HOW TO COMPLETE THIS TASK: Print exactly the lines that run from the one containing "Target: white top" to the final line of the data, both included, and print none of the pictures.

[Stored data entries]
◇ ◇ ◇ ◇ ◇

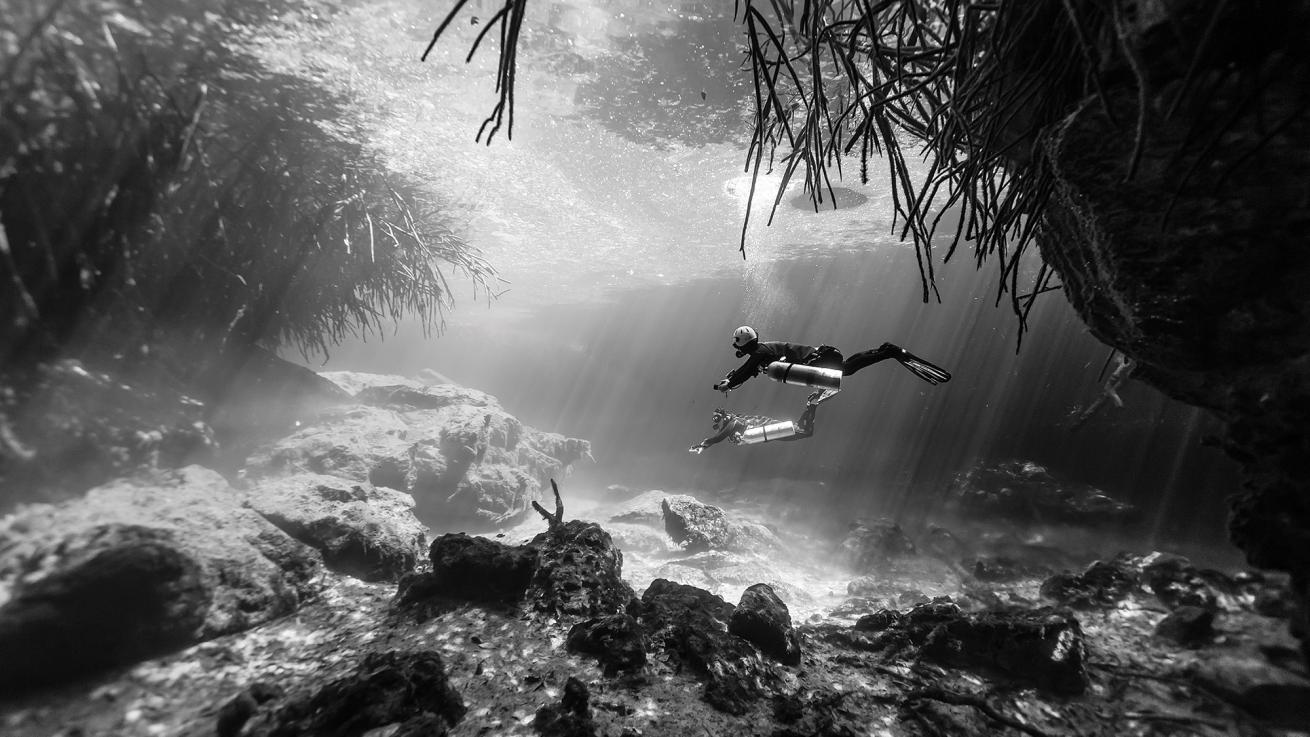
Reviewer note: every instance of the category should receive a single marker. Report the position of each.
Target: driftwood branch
(558, 517)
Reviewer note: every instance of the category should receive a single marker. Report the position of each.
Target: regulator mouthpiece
(772, 431)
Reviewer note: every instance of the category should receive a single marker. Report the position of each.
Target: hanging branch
(558, 517)
(508, 21)
(977, 85)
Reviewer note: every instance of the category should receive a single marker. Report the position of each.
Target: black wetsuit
(736, 424)
(764, 352)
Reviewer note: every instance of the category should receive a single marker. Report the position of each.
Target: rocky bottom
(920, 643)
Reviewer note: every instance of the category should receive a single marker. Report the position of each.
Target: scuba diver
(763, 354)
(749, 430)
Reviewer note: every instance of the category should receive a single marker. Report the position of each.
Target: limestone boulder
(464, 460)
(1025, 492)
(698, 526)
(763, 619)
(139, 567)
(579, 572)
(870, 543)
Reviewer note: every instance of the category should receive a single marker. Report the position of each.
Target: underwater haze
(321, 414)
(613, 216)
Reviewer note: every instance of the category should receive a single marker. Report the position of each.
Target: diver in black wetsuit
(747, 343)
(734, 427)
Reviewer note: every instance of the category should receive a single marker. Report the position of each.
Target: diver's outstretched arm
(729, 428)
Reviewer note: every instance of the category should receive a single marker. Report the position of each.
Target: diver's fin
(924, 369)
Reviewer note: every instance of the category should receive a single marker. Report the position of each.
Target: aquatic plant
(156, 178)
(979, 89)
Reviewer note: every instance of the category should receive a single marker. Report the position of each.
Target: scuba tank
(772, 431)
(804, 376)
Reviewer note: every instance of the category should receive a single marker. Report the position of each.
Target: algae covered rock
(763, 619)
(410, 690)
(1025, 492)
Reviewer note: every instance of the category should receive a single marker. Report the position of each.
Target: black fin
(924, 369)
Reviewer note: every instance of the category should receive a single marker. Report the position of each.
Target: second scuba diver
(748, 430)
(747, 342)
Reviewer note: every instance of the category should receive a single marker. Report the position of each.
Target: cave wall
(1187, 246)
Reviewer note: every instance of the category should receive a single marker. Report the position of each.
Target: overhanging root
(558, 517)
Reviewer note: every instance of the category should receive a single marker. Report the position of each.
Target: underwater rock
(1275, 695)
(865, 587)
(474, 568)
(409, 397)
(140, 567)
(456, 450)
(818, 715)
(636, 537)
(366, 532)
(121, 593)
(763, 619)
(571, 718)
(387, 687)
(1104, 583)
(833, 198)
(571, 570)
(1273, 600)
(354, 381)
(878, 621)
(691, 625)
(71, 427)
(1022, 491)
(698, 526)
(694, 525)
(1188, 626)
(1042, 647)
(1177, 583)
(578, 572)
(1203, 301)
(646, 508)
(1002, 570)
(360, 444)
(235, 714)
(617, 642)
(870, 542)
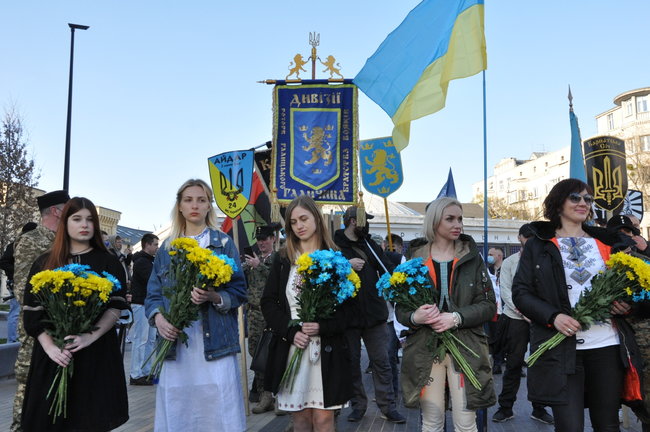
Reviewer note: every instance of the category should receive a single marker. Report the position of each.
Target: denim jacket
(220, 331)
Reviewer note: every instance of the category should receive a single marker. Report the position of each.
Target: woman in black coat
(323, 383)
(586, 369)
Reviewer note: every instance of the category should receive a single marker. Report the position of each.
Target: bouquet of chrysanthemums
(626, 278)
(74, 297)
(326, 281)
(410, 288)
(191, 266)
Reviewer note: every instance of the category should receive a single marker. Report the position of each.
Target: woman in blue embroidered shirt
(199, 386)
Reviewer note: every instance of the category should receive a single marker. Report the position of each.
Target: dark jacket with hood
(371, 307)
(540, 292)
(472, 296)
(335, 357)
(142, 266)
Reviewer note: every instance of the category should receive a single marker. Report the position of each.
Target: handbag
(258, 364)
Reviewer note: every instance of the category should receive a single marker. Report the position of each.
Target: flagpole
(485, 201)
(240, 325)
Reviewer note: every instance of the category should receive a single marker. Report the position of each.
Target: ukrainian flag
(408, 75)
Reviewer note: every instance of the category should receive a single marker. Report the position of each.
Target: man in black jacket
(369, 261)
(142, 335)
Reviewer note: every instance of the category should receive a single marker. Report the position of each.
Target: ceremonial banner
(315, 131)
(381, 166)
(231, 174)
(606, 170)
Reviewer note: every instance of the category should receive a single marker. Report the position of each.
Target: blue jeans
(143, 338)
(12, 321)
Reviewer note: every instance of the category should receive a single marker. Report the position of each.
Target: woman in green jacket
(466, 301)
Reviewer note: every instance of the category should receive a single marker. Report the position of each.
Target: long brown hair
(293, 242)
(60, 251)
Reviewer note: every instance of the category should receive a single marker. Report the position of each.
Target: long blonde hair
(178, 221)
(293, 242)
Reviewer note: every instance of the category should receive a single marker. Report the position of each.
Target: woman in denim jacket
(199, 384)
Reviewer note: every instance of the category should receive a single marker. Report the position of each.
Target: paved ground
(142, 400)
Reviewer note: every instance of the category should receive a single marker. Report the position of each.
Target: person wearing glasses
(556, 266)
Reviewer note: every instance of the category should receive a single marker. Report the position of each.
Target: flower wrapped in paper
(191, 266)
(409, 286)
(326, 281)
(626, 278)
(74, 298)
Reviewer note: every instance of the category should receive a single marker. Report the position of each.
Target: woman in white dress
(323, 383)
(199, 386)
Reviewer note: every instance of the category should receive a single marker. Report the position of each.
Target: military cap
(52, 198)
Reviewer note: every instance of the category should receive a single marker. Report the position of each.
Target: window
(645, 142)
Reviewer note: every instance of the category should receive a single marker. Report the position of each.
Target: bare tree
(17, 178)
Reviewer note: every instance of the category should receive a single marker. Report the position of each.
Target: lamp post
(66, 167)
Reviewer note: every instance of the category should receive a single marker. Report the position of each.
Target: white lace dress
(198, 395)
(308, 385)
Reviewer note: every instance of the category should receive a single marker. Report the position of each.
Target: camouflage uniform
(256, 278)
(642, 334)
(27, 248)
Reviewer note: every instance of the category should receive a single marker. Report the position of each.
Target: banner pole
(240, 325)
(390, 238)
(485, 201)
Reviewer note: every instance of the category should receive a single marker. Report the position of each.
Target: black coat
(335, 355)
(370, 307)
(539, 290)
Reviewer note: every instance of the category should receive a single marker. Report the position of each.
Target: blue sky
(159, 86)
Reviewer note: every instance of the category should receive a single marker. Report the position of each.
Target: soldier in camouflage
(27, 248)
(257, 268)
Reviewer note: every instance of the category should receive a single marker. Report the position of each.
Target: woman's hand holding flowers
(425, 314)
(566, 325)
(301, 340)
(620, 308)
(199, 296)
(443, 322)
(310, 329)
(165, 329)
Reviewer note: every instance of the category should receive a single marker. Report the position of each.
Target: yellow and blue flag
(408, 75)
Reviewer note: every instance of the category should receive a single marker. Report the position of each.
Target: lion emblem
(329, 66)
(299, 63)
(319, 147)
(382, 167)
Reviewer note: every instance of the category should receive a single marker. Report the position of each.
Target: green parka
(472, 296)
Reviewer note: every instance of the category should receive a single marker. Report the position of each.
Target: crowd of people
(496, 307)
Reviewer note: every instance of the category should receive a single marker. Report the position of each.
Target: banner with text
(314, 152)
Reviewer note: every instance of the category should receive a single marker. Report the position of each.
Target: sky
(160, 86)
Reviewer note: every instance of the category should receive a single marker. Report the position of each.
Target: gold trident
(314, 41)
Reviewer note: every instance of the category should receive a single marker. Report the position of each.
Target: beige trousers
(432, 399)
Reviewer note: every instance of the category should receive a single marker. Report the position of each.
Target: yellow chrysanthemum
(397, 278)
(303, 262)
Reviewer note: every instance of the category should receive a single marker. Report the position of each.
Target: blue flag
(449, 189)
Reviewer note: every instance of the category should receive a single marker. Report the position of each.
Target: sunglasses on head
(575, 198)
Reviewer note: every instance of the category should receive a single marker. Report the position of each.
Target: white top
(582, 261)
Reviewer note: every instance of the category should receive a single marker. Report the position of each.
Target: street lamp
(66, 167)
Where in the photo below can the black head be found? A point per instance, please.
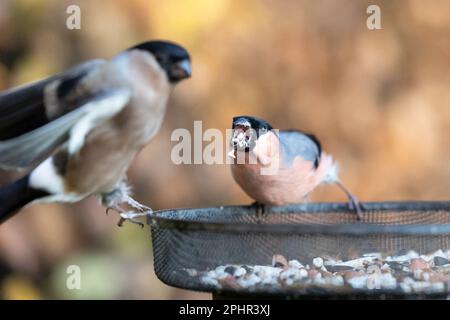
(174, 59)
(247, 130)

◇ ◇ ◇ ◇ ◇

ANSWER TO THIS TASK:
Target: white top
(582, 261)
Reviewer note: every instance of the category should receive a single marker. Report the position of each.
Target: street lamp
(66, 167)
Where in the photo below can the black head be found? A point per instance, please.
(174, 59)
(247, 130)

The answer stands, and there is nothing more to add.